> 原文段落:
┏━━

为自制CPU增加五级流水线
实验目的
- 添加流水线寄存器
- 使用停顿的方式解决分支冒险
- 使用旁路和停顿的方式解决数据冒险
步骤
基于已经实现的单周期处理器进行开发。
注意
在实现单周期处理器时,就已经按照IF-ID-EX-MEM-WB的思路来进行开发。
尽管在概念上被分开,电路在物理上还是耦合在一起的,无法同时处理多条指令。
解决这个问题的方法是:
1. 添加流水线寄存器
单周期CPU一个周期处理一条指令,以pc寄存器举例,
指令在每个阶段都关联着同一个pc寄存器reg_pc
。
现在为了同时处理五条指令,需要设置多个关联信号,在各个阶段应该有各自的reg_pc
Core.scala
添加流水线寄存器。并为对应阶段的寄存器添加前缀
val WORD_LEN = 32
val ADDR_LEN = 5
val CSR_ADDR_LEN = 12
val regfile = Mem(32, UInt(WORD_LEN.W))
val csr_regfile = Mem(4096, UInt(WORD_LEN.W))
/* 流水线寄存器 */
// IF/ID 状态保存
val id_reg_pc = RegInit(0.U(WORD_LEN.W))
val id_reg_inst = RegInit(0.U(WORD_LEN.W))
// ID/EX 状态保存
val exe_reg_pc = RegInit(0.U(WORD_LEN.W))
val exe_reg_wb_addr = RegInit(0.U(ADDR_LEN.W))
val exe_reg_op1_data = RegInit(0.U(WORD_LEN.W))
val exe_reg_op2_data = RegInit(0.U(WORD_LEN.W))
val exe_reg_rs2_data = RegInit(0.U(WORD_LEN.W))
val exe_reg_exe_fun = RegInit(0.U(EXE_FUN_LEN.W))
val exe_reg_mem_wen = RegInit(0.U(MEN_LEN.W))
val exe_reg_rf_wen = RegInit(0.U(REN_LEN.W))
val exe_reg_wb_sel = RegInit(0.U(WB_SEL_LEN.W))
val exe_reg_csr_addr = RegInit(0.U(CSR_ADDR_LEN.W))
val exe_reg_csr_cmd = RegInit(0.U(CSR_LEN.W))
val exe_reg_imm_i_sext = RegInit(0.U(WORD_LEN.W))

┗━━

> 数据行:
┏━━

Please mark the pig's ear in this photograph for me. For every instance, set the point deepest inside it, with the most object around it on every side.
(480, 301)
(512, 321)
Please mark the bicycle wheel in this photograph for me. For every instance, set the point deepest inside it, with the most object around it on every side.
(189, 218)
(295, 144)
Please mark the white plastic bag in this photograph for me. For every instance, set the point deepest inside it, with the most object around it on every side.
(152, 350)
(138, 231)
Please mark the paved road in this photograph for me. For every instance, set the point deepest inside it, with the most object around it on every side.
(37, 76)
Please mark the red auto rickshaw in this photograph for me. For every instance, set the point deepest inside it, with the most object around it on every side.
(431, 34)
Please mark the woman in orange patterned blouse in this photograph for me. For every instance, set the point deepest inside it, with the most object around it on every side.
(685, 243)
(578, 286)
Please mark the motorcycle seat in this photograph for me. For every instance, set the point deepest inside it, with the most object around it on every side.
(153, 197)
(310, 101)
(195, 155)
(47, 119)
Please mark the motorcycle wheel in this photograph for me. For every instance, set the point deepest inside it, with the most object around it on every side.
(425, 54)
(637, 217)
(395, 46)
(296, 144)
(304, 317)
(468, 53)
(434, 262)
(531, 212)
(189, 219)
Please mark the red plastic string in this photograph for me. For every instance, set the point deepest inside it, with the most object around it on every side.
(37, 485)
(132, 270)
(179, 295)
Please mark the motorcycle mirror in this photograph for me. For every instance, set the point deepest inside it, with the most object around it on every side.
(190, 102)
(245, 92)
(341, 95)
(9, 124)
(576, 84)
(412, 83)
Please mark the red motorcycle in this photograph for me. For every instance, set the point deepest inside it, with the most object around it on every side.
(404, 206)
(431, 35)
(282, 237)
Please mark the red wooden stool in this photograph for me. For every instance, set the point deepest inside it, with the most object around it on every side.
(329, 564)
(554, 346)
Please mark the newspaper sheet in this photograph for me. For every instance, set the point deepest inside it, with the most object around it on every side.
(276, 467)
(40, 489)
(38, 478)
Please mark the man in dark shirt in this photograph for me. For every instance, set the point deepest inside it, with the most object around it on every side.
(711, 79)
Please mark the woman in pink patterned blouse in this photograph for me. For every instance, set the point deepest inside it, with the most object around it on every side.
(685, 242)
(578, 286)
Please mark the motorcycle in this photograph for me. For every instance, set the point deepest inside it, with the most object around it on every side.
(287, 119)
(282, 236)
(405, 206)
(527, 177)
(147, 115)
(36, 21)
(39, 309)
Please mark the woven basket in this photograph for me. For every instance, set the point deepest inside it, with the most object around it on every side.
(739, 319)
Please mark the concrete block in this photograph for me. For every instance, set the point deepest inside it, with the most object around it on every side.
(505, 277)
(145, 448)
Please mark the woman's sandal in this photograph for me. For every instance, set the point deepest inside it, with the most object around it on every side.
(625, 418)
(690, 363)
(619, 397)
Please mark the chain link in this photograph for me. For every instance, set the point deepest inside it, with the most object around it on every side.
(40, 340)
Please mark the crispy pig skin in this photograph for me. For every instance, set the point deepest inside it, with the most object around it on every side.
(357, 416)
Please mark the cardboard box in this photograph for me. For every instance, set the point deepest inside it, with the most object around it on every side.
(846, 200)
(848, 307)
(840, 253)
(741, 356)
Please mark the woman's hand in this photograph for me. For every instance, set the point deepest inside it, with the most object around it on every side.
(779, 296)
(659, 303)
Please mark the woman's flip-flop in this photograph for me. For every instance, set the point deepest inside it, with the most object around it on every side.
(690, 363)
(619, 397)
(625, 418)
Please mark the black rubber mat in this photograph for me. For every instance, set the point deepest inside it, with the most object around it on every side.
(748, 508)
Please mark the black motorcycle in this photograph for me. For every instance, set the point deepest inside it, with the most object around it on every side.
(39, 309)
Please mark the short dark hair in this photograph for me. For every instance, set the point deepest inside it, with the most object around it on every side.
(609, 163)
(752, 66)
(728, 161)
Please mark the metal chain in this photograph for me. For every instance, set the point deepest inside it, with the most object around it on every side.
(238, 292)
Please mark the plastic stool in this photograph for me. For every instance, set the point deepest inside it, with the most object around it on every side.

┗━━

> 任务目标 1: 将原文中以“尽管在概念上被分开”开头的段落改写得更简短,保留其主要事实。
> 任务目标 2: 请从原文中含有“val exe_reg_exe_fun = RegInit(0.U(EXE_FUN_LEN.W))”的字句开始逐字重新输入,到“exe_reg_csr_cmd = RegInit(0.U(CSR_LEN.W))”为止。

> 任务回答 1: 各阶段虽在概念上分开,电路在物理上仍耦合,无法同时处理多条指令。

> 任务回答 2:
val exe_reg_exe_fun = RegInit(0.U(EXE_FUN_LEN.W))
val exe_reg_mem_wen = RegInit(0.U(MEN_LEN.W))
val exe_reg_rf_wen = RegInit(0.U(REN_LEN.W))
val exe_reg_wb_sel = RegInit(0.U(WB_SEL_LEN.W))
val exe_reg_csr_addr = RegInit(0.U(CSR_ADDR_LEN.W))
val exe_reg_csr_cmd = RegInit(0.U(CSR_LEN.W))